== The problem ==
Going from the top of the data below, give again each line through the one containing "# Target: gray headstone", both ends kept.

▶

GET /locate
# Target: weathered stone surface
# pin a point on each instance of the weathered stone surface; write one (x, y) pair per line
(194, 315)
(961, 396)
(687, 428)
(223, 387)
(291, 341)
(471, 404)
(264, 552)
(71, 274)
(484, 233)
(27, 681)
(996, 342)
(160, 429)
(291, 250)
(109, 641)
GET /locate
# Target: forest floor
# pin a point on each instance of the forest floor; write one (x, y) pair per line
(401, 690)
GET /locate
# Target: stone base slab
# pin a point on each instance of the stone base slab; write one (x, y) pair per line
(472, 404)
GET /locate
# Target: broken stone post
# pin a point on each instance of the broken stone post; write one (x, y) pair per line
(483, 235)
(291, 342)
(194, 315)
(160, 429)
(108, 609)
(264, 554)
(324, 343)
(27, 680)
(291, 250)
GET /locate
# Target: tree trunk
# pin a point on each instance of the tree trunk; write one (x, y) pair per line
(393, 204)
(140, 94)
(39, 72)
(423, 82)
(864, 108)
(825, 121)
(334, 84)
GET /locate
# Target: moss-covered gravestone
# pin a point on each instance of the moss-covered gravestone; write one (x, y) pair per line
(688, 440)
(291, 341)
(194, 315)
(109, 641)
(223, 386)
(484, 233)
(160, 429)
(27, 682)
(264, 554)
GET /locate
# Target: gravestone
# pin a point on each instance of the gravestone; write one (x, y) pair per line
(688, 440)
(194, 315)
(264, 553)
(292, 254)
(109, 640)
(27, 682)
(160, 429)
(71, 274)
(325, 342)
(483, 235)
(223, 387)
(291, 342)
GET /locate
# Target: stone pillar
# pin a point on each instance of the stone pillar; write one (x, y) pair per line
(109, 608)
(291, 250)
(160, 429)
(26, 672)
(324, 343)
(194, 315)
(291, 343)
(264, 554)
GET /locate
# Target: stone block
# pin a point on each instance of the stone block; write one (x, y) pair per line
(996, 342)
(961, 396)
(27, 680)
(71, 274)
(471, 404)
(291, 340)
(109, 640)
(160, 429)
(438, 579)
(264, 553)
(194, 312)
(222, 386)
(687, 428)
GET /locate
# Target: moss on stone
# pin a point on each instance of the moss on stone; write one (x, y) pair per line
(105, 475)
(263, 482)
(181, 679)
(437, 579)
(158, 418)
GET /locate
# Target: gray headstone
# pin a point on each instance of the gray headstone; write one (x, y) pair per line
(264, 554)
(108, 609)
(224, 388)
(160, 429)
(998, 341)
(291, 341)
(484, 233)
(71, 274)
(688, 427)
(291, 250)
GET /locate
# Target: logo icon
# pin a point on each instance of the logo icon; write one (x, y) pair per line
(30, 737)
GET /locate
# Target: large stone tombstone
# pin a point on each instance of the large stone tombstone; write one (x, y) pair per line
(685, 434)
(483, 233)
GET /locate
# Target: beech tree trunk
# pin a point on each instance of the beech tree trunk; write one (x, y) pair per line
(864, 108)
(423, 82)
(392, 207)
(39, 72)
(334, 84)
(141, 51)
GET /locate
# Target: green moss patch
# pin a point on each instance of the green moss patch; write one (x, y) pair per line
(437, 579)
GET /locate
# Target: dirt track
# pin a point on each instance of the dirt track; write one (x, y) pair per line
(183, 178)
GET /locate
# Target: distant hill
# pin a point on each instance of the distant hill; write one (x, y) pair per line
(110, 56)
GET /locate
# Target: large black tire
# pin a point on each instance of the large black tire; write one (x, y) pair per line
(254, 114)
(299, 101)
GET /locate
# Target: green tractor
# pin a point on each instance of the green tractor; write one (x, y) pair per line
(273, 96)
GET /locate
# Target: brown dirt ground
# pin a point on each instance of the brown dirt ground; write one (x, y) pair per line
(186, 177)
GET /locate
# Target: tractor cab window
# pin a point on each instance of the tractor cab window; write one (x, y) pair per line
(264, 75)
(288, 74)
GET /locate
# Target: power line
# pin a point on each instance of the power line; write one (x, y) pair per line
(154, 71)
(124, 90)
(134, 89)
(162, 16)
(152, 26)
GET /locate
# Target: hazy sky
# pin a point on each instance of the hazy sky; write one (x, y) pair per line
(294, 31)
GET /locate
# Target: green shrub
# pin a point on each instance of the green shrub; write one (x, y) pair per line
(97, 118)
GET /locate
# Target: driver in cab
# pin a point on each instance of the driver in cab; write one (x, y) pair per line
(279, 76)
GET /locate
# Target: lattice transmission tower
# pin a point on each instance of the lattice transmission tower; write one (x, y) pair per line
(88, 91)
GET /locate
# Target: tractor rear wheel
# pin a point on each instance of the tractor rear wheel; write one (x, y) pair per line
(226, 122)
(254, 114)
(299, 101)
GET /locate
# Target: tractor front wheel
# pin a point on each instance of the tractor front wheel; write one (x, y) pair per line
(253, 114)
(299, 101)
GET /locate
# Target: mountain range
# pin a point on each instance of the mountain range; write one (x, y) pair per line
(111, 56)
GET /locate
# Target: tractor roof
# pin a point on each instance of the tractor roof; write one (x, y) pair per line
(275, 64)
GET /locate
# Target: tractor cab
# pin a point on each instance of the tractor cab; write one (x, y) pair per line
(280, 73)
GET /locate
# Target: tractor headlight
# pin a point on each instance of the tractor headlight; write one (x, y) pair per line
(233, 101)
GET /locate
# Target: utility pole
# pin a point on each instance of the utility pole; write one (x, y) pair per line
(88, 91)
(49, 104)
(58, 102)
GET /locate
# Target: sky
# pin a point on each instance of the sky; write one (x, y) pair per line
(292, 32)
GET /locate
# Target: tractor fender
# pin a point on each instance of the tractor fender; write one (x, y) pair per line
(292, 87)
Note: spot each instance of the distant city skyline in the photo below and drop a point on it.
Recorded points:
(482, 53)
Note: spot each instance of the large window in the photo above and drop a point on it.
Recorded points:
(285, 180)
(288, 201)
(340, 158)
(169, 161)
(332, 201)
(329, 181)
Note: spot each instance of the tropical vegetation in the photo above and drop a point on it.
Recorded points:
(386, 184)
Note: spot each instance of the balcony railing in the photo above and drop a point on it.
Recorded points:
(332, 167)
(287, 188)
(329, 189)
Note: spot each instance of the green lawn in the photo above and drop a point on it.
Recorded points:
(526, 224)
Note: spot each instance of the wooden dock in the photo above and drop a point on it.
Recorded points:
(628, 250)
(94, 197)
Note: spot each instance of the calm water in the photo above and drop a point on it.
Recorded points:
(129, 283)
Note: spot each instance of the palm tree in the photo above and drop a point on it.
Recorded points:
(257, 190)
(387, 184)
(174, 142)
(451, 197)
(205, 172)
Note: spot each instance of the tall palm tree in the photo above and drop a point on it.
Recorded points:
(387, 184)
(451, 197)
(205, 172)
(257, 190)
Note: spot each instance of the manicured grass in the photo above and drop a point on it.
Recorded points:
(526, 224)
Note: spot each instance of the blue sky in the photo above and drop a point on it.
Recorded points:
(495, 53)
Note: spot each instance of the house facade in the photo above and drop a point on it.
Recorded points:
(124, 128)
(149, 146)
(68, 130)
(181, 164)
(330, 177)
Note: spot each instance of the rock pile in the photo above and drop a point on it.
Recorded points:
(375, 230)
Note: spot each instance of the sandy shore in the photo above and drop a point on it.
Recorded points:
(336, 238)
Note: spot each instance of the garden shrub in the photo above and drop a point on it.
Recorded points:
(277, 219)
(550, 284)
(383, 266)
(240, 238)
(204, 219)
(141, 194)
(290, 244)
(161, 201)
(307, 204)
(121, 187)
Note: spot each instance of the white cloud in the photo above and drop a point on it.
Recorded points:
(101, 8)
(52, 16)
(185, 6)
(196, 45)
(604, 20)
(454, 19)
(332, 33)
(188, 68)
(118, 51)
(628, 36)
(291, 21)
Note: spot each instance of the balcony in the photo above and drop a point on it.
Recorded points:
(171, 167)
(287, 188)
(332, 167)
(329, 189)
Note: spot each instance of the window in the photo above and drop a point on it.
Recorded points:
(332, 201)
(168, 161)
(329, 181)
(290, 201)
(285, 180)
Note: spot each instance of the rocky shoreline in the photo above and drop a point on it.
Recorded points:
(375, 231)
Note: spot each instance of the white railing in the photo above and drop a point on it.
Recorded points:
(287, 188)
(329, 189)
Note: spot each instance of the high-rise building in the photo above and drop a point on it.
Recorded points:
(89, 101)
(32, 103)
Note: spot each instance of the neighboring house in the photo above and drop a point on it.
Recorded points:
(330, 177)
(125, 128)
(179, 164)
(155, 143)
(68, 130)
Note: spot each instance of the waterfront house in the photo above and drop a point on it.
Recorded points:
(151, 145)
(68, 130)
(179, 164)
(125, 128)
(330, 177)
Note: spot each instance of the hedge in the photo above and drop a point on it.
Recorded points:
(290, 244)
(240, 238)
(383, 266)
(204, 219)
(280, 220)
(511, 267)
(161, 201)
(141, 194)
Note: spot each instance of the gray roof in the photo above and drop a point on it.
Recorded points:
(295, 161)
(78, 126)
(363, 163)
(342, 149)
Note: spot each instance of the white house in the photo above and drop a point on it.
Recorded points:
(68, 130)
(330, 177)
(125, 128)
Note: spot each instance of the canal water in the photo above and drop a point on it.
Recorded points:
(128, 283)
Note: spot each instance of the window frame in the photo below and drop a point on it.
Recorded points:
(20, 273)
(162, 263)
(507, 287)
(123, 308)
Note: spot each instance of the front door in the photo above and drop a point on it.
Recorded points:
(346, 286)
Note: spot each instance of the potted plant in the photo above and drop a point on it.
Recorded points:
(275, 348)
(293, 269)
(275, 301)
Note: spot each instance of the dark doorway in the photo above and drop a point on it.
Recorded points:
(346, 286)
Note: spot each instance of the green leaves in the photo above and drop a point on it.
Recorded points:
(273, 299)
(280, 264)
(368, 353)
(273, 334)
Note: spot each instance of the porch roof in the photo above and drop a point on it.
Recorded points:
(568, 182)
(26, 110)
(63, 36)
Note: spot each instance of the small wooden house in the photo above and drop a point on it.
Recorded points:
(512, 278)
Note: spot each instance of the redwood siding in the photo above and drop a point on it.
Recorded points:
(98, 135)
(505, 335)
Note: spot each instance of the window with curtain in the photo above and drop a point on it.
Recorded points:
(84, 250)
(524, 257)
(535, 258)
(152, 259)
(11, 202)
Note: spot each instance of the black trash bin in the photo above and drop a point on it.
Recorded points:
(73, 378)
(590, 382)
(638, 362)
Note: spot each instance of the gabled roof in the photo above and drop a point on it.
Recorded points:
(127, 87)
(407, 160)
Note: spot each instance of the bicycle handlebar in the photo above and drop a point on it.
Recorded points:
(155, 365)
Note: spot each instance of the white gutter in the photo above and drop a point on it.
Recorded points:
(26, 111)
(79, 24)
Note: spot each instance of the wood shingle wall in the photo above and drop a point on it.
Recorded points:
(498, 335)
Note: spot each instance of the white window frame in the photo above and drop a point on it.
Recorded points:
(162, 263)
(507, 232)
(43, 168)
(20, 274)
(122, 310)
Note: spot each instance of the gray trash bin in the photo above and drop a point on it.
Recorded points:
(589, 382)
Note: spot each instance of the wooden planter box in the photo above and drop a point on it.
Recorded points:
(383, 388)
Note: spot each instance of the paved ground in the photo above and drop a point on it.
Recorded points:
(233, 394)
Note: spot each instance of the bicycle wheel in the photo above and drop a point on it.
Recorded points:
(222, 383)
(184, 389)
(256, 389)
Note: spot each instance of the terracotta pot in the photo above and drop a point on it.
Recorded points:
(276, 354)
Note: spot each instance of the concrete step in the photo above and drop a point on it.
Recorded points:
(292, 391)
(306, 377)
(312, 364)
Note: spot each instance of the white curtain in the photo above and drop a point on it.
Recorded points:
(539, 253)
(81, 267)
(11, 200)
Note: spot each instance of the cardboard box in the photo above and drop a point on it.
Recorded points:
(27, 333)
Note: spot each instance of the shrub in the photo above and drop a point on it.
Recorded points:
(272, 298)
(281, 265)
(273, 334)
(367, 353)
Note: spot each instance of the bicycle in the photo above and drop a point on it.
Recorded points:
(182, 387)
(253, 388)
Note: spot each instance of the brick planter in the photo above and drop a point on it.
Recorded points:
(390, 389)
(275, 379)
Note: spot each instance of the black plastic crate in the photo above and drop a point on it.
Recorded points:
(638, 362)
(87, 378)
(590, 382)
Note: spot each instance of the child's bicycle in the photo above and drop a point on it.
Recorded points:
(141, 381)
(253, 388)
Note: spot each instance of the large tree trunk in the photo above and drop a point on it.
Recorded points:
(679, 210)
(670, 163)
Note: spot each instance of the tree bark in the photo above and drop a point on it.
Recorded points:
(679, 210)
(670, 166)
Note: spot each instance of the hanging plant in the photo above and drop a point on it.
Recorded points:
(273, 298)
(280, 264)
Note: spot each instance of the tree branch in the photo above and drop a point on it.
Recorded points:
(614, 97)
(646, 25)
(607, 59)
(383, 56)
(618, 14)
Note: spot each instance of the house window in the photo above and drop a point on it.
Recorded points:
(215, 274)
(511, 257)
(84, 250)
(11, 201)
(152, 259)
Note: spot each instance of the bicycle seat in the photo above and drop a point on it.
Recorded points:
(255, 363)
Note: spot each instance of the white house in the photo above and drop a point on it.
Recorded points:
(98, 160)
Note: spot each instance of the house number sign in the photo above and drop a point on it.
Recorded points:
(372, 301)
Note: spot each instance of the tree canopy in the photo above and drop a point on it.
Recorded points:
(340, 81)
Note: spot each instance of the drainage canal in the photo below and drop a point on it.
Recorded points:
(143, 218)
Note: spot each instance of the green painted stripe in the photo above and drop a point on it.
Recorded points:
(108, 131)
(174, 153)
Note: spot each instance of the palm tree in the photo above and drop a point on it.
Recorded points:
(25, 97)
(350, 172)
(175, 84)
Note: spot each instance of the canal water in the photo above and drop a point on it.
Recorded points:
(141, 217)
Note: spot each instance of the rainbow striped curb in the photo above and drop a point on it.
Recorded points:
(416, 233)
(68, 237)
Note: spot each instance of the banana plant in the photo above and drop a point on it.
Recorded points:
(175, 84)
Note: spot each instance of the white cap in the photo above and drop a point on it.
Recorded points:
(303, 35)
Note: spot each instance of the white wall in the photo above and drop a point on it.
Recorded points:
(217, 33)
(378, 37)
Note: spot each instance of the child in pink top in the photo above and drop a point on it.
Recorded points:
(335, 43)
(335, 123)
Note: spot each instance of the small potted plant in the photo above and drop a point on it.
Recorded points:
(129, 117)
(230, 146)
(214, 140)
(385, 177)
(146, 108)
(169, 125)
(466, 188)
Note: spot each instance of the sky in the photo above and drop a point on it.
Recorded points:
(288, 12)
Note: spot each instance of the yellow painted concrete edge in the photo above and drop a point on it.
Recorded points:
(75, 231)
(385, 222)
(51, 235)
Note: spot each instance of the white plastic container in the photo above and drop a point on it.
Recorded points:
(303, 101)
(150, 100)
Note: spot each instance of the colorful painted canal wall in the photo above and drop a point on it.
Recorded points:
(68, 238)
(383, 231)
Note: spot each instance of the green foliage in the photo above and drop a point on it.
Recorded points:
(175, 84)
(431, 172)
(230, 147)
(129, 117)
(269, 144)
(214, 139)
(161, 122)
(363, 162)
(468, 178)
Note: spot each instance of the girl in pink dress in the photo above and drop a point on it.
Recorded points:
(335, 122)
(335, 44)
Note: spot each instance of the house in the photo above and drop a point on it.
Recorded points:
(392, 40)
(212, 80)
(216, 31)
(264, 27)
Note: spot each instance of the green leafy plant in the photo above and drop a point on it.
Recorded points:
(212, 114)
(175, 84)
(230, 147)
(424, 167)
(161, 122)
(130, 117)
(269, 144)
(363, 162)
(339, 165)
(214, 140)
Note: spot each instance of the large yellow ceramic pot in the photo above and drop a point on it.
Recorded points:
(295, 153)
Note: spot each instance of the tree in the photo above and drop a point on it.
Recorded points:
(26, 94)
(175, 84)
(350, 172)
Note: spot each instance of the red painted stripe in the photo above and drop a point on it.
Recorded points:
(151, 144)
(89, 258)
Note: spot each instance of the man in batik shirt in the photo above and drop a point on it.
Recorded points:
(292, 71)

◀

== Response to the exercise ==
GET /locate
# Target: weathered stone surface
# pin a point on each instance of the weathered stone surface; write one (x, y) pair per line
(194, 315)
(961, 396)
(687, 428)
(223, 387)
(291, 341)
(471, 404)
(264, 552)
(71, 274)
(484, 233)
(27, 681)
(996, 342)
(160, 429)
(291, 250)
(109, 641)
GET /locate
# Target: forest floor
# pin a point on each instance of the forest floor; write one (x, y) pair per line
(401, 690)
GET /locate
# Target: stone base slab
# pin a point on each instance of the stone base slab; write one (x, y) pair per line
(472, 404)
GET /locate
# Target: broken stone post
# pin a point on each instance of the broken stone post; write one (x, y) pair per line
(483, 235)
(291, 342)
(194, 315)
(160, 429)
(108, 609)
(264, 554)
(324, 343)
(27, 680)
(291, 250)
GET /locate
# Target: tree trunk
# pin a point on each instance of the tree trunk; write one (x, y) pair per line
(393, 204)
(140, 94)
(39, 72)
(423, 82)
(864, 108)
(825, 121)
(334, 84)
GET /locate
# Target: moss-covered gravestone
# pin a point on each instance of the moss-covered gravestone; write one (x, y) pair per line
(688, 440)
(291, 341)
(194, 315)
(109, 641)
(223, 386)
(484, 233)
(160, 429)
(27, 682)
(264, 554)
GET /locate
# Target: gravestone
# pin a point on each instance of the gravestone; write one (x, y) pair per line
(688, 440)
(194, 315)
(264, 553)
(292, 254)
(109, 640)
(27, 682)
(160, 429)
(71, 274)
(325, 342)
(483, 235)
(223, 387)
(291, 342)
GET /locate
# Target: stone pillar
# pin a point on each instance of the stone pillar; write one (x, y) pair per line
(109, 608)
(291, 250)
(160, 429)
(26, 672)
(324, 343)
(194, 315)
(291, 343)
(264, 554)
GET /locate
# Target: stone block
# pin a point on each instance of the stone block; write one (x, y) pair per line
(996, 342)
(961, 396)
(27, 680)
(71, 274)
(471, 404)
(291, 340)
(109, 640)
(160, 429)
(438, 579)
(264, 553)
(194, 312)
(222, 386)
(687, 428)
GET /locate
# Target: moss on stone
# pin a point on each instance of the moss on stone; write one (x, y) pair per line
(105, 475)
(263, 482)
(181, 679)
(437, 579)
(158, 418)
GET /locate
# Target: gray headstone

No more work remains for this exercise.